What needs to be done
Reproduce, word for word, every line starting at the line that contains "Label: smiling man" and ending with the final line of the entries.

Records provided

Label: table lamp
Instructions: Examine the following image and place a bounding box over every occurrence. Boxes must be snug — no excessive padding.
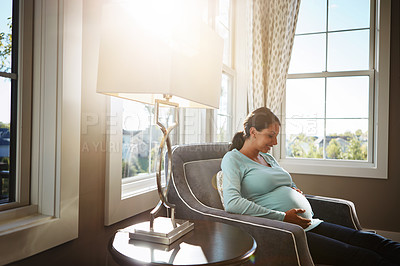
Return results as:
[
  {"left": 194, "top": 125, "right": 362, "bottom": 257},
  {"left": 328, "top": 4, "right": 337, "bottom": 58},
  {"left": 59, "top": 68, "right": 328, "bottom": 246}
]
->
[{"left": 97, "top": 0, "right": 223, "bottom": 244}]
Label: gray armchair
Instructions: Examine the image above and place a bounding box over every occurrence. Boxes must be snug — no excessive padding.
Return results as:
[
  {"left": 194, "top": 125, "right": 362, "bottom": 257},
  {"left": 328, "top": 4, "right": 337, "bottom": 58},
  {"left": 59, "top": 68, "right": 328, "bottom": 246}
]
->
[{"left": 168, "top": 143, "right": 361, "bottom": 266}]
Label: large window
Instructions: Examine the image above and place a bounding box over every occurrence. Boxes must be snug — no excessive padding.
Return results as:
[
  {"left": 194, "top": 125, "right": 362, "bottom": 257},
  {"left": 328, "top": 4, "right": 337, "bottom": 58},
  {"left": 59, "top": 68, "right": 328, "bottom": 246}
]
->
[
  {"left": 0, "top": 0, "right": 18, "bottom": 204},
  {"left": 280, "top": 0, "right": 388, "bottom": 179}
]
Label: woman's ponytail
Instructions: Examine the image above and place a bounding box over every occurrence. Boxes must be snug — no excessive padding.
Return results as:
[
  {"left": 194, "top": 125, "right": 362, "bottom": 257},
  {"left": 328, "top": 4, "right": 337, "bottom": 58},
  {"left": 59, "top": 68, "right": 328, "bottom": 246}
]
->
[{"left": 229, "top": 131, "right": 245, "bottom": 151}]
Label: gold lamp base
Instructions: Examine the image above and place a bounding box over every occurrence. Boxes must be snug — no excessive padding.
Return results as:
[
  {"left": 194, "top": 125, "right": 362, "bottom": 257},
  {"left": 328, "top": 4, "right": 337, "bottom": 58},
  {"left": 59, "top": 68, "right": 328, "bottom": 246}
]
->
[{"left": 125, "top": 217, "right": 194, "bottom": 245}]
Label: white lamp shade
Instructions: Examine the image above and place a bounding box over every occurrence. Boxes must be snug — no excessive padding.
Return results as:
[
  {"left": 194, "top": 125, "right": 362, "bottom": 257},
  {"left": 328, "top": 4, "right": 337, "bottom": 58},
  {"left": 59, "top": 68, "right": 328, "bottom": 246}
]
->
[{"left": 97, "top": 0, "right": 223, "bottom": 108}]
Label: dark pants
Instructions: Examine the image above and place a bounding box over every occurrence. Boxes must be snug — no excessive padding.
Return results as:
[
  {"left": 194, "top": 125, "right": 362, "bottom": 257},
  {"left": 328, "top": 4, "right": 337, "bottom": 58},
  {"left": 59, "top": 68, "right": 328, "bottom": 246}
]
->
[{"left": 307, "top": 222, "right": 400, "bottom": 266}]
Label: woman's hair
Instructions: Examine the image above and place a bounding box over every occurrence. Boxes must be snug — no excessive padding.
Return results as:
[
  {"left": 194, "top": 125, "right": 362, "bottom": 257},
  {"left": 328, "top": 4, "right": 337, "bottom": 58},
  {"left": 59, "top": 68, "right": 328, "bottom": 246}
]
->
[{"left": 229, "top": 107, "right": 281, "bottom": 151}]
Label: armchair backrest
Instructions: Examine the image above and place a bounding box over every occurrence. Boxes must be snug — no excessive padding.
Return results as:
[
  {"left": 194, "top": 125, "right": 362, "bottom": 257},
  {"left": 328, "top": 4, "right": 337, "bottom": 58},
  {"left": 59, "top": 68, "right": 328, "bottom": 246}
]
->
[
  {"left": 169, "top": 143, "right": 229, "bottom": 209},
  {"left": 183, "top": 158, "right": 223, "bottom": 209}
]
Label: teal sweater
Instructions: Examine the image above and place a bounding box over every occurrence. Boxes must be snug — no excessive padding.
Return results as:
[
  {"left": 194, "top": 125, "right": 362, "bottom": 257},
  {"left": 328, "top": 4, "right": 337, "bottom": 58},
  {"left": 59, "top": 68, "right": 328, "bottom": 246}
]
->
[{"left": 221, "top": 149, "right": 322, "bottom": 231}]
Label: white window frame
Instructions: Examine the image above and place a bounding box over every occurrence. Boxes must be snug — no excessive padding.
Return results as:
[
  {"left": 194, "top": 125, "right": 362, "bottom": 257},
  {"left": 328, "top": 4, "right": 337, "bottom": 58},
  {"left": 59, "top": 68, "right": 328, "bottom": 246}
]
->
[
  {"left": 211, "top": 0, "right": 237, "bottom": 142},
  {"left": 0, "top": 0, "right": 82, "bottom": 265},
  {"left": 273, "top": 0, "right": 391, "bottom": 179},
  {"left": 104, "top": 96, "right": 160, "bottom": 226}
]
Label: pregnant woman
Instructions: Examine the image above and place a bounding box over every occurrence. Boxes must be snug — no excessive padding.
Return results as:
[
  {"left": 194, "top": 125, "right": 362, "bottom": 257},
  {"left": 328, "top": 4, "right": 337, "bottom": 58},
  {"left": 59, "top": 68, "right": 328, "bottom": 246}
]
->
[{"left": 221, "top": 107, "right": 400, "bottom": 265}]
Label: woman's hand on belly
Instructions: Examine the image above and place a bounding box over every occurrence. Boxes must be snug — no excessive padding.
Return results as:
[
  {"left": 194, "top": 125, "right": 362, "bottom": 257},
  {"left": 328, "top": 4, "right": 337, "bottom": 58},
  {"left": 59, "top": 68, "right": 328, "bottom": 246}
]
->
[
  {"left": 292, "top": 187, "right": 304, "bottom": 195},
  {"left": 283, "top": 209, "right": 311, "bottom": 229}
]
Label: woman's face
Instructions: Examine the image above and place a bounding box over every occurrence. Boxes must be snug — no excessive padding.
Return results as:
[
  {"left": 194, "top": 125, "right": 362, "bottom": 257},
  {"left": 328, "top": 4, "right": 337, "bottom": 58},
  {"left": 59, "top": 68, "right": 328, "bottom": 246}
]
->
[{"left": 250, "top": 123, "right": 279, "bottom": 153}]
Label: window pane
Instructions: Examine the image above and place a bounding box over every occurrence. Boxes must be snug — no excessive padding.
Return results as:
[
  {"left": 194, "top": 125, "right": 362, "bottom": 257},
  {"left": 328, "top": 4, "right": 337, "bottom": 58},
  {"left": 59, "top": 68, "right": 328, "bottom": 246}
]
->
[
  {"left": 0, "top": 77, "right": 11, "bottom": 203},
  {"left": 0, "top": 0, "right": 12, "bottom": 72},
  {"left": 286, "top": 119, "right": 324, "bottom": 158},
  {"left": 328, "top": 0, "right": 370, "bottom": 31},
  {"left": 328, "top": 30, "right": 369, "bottom": 71},
  {"left": 296, "top": 0, "right": 326, "bottom": 34},
  {"left": 286, "top": 78, "right": 325, "bottom": 118},
  {"left": 121, "top": 98, "right": 154, "bottom": 178},
  {"left": 326, "top": 76, "right": 369, "bottom": 118},
  {"left": 326, "top": 119, "right": 368, "bottom": 160},
  {"left": 217, "top": 0, "right": 231, "bottom": 29},
  {"left": 214, "top": 74, "right": 232, "bottom": 141},
  {"left": 289, "top": 34, "right": 326, "bottom": 74}
]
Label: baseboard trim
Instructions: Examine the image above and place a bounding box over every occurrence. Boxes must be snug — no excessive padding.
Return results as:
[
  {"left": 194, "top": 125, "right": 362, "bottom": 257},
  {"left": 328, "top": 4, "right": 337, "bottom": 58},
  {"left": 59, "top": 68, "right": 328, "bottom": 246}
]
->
[{"left": 365, "top": 229, "right": 400, "bottom": 242}]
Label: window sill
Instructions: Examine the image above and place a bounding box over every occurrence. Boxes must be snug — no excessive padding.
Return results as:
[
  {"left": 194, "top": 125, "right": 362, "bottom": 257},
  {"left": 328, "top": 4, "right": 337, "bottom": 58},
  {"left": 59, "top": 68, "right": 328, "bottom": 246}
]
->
[
  {"left": 0, "top": 205, "right": 54, "bottom": 237},
  {"left": 279, "top": 158, "right": 388, "bottom": 179}
]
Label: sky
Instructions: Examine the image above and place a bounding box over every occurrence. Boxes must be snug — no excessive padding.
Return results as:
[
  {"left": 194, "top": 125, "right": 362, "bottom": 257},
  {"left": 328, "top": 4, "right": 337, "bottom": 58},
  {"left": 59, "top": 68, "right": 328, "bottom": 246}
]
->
[
  {"left": 0, "top": 0, "right": 11, "bottom": 123},
  {"left": 286, "top": 0, "right": 370, "bottom": 135}
]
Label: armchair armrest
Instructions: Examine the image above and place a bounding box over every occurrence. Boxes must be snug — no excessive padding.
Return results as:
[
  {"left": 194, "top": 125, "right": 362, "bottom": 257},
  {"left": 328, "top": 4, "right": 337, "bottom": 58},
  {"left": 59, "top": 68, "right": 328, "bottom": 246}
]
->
[
  {"left": 171, "top": 188, "right": 314, "bottom": 266},
  {"left": 306, "top": 195, "right": 362, "bottom": 230}
]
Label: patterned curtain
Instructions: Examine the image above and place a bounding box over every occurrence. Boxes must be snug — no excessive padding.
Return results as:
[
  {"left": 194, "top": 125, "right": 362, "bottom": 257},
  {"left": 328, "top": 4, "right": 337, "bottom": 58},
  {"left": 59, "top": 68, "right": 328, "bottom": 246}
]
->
[{"left": 248, "top": 0, "right": 300, "bottom": 112}]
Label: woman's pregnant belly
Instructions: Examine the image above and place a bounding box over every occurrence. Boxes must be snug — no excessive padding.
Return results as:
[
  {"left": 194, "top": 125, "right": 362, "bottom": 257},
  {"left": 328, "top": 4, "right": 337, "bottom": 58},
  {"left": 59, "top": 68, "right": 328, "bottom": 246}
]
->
[{"left": 259, "top": 186, "right": 314, "bottom": 219}]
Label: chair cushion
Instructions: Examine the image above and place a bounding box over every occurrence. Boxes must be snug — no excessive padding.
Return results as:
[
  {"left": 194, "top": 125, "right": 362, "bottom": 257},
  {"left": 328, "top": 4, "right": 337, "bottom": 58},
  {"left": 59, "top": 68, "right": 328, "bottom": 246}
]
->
[{"left": 184, "top": 158, "right": 223, "bottom": 209}]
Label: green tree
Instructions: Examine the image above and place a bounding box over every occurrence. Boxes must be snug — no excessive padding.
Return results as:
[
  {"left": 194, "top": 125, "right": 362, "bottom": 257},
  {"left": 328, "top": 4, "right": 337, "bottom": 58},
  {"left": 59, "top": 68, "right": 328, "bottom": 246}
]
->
[
  {"left": 326, "top": 139, "right": 343, "bottom": 159},
  {"left": 346, "top": 135, "right": 367, "bottom": 160},
  {"left": 0, "top": 17, "right": 12, "bottom": 72},
  {"left": 0, "top": 122, "right": 10, "bottom": 129},
  {"left": 289, "top": 133, "right": 323, "bottom": 158}
]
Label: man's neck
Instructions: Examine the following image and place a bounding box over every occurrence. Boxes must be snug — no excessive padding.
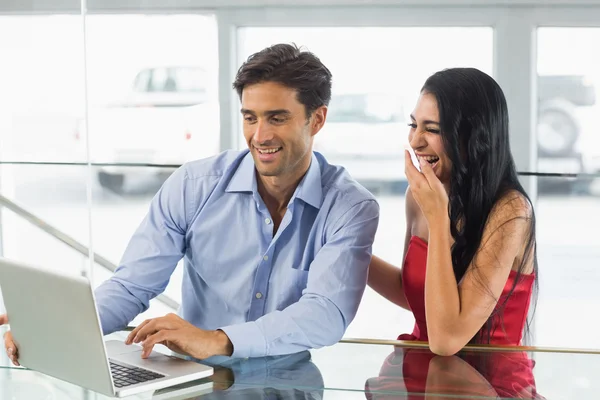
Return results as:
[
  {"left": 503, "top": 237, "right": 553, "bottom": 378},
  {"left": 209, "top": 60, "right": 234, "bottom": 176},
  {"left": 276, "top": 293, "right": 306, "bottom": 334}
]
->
[{"left": 257, "top": 171, "right": 306, "bottom": 217}]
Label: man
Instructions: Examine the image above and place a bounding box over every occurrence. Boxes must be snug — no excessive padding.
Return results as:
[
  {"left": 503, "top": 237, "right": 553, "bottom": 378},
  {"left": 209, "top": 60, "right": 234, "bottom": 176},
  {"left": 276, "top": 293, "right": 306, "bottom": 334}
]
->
[{"left": 5, "top": 44, "right": 379, "bottom": 361}]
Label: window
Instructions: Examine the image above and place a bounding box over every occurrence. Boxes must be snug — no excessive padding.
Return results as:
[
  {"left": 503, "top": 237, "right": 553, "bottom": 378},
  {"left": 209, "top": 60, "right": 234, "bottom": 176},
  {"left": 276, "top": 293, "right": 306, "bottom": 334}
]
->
[{"left": 535, "top": 28, "right": 600, "bottom": 348}]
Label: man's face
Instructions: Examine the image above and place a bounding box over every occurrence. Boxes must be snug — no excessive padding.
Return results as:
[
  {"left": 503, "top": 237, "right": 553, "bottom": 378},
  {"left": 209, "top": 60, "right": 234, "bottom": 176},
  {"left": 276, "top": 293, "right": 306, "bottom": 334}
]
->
[{"left": 241, "top": 82, "right": 327, "bottom": 177}]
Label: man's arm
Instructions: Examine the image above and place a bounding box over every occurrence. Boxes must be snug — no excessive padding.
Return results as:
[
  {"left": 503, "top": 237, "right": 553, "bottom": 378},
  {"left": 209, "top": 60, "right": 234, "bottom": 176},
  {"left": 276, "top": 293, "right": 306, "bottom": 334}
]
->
[
  {"left": 222, "top": 200, "right": 379, "bottom": 357},
  {"left": 95, "top": 167, "right": 188, "bottom": 335}
]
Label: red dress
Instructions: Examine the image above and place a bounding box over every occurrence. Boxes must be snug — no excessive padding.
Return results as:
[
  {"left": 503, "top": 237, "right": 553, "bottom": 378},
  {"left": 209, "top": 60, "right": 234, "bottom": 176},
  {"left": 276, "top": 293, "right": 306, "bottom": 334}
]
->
[
  {"left": 365, "top": 236, "right": 543, "bottom": 399},
  {"left": 398, "top": 236, "right": 534, "bottom": 346}
]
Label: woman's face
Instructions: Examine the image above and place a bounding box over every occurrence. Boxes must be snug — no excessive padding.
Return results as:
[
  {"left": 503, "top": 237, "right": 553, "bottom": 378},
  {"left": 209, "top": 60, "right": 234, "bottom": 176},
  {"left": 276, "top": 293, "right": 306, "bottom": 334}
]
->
[{"left": 408, "top": 92, "right": 452, "bottom": 187}]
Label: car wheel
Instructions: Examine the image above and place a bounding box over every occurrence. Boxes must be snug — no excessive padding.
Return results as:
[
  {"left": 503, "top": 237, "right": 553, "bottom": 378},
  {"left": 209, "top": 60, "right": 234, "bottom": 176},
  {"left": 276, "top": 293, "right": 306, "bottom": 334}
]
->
[
  {"left": 537, "top": 102, "right": 579, "bottom": 157},
  {"left": 98, "top": 171, "right": 125, "bottom": 194}
]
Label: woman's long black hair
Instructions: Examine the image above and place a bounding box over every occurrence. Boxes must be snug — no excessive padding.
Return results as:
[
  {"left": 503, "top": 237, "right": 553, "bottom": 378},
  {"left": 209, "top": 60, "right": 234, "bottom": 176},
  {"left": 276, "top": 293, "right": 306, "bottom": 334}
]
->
[{"left": 422, "top": 68, "right": 538, "bottom": 343}]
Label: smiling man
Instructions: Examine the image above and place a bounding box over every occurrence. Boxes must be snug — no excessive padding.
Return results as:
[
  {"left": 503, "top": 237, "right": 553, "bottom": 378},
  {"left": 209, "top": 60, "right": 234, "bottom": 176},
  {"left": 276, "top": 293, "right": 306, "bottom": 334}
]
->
[{"left": 6, "top": 44, "right": 379, "bottom": 359}]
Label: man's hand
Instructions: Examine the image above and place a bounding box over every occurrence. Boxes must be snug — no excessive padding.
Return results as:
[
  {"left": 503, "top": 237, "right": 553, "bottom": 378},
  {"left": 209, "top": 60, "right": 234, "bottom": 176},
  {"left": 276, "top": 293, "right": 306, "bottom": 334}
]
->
[
  {"left": 125, "top": 314, "right": 233, "bottom": 359},
  {"left": 0, "top": 314, "right": 21, "bottom": 367}
]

Answer in full
Label: smiling man
Instructions: Examine the image above and place a bounding box over every occurrence. Boxes must be snug — no excessive padding.
Return results as:
[
  {"left": 503, "top": 237, "right": 553, "bottom": 378},
  {"left": 209, "top": 60, "right": 234, "bottom": 176},
  {"left": 276, "top": 293, "right": 306, "bottom": 334}
]
->
[{"left": 6, "top": 44, "right": 379, "bottom": 359}]
Label: man's hand
Instructions: Examine the image above and place a bounding box over every occurrence. Boxes must be snug — no excessive padding.
Return results as:
[
  {"left": 503, "top": 237, "right": 553, "bottom": 378},
  {"left": 209, "top": 60, "right": 234, "bottom": 176},
  {"left": 276, "top": 293, "right": 306, "bottom": 334}
]
->
[
  {"left": 125, "top": 314, "right": 233, "bottom": 359},
  {"left": 0, "top": 314, "right": 21, "bottom": 367}
]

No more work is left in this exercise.